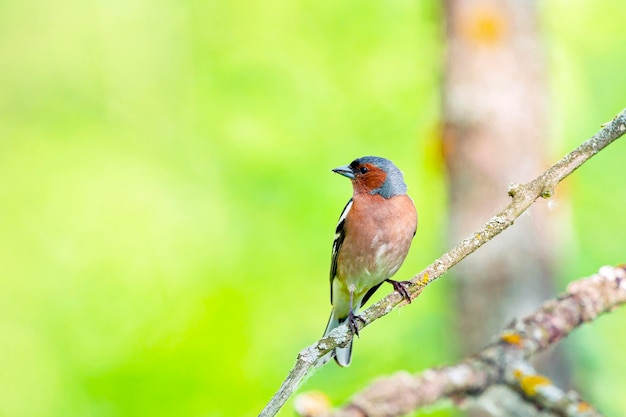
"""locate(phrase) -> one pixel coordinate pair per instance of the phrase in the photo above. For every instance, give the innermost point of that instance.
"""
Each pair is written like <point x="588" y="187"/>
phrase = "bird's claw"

- - - - - - -

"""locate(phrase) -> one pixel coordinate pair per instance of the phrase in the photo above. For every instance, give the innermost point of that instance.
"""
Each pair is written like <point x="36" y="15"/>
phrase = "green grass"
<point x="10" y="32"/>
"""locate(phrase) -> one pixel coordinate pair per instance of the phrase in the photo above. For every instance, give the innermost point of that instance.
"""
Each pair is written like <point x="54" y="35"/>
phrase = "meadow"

- - - - - - -

▶ **What to do**
Which lines in the records above contain the word "Each"? List all of them in full.

▶ **Reply**
Each pair is written like <point x="588" y="187"/>
Each pair is written like <point x="36" y="15"/>
Each pair is written like <point x="54" y="35"/>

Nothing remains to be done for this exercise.